**Your goal**
Output all the data exactly. Pictures do not belong in the copy.

(Input data begins)

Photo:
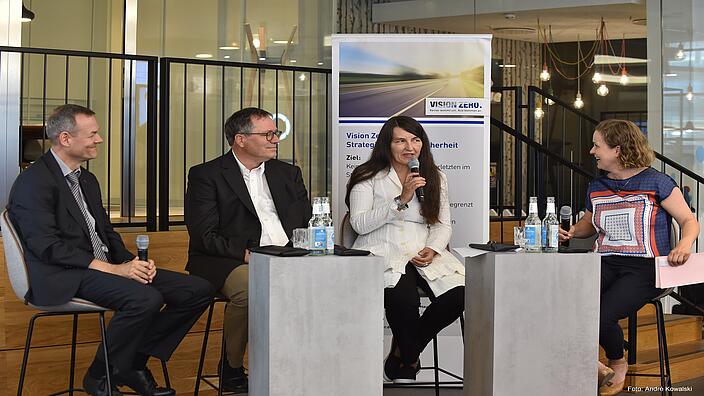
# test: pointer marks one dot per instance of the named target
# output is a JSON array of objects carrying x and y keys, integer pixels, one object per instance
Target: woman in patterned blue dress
[{"x": 630, "y": 207}]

(Input data ends)

**Expected output**
Photo:
# test: pointer marks one dot per instance of the named target
# output is a JSON array of objects carrying x and y keys, integer pixels, one object per instance
Target: woman in patterned blue dress
[{"x": 630, "y": 207}]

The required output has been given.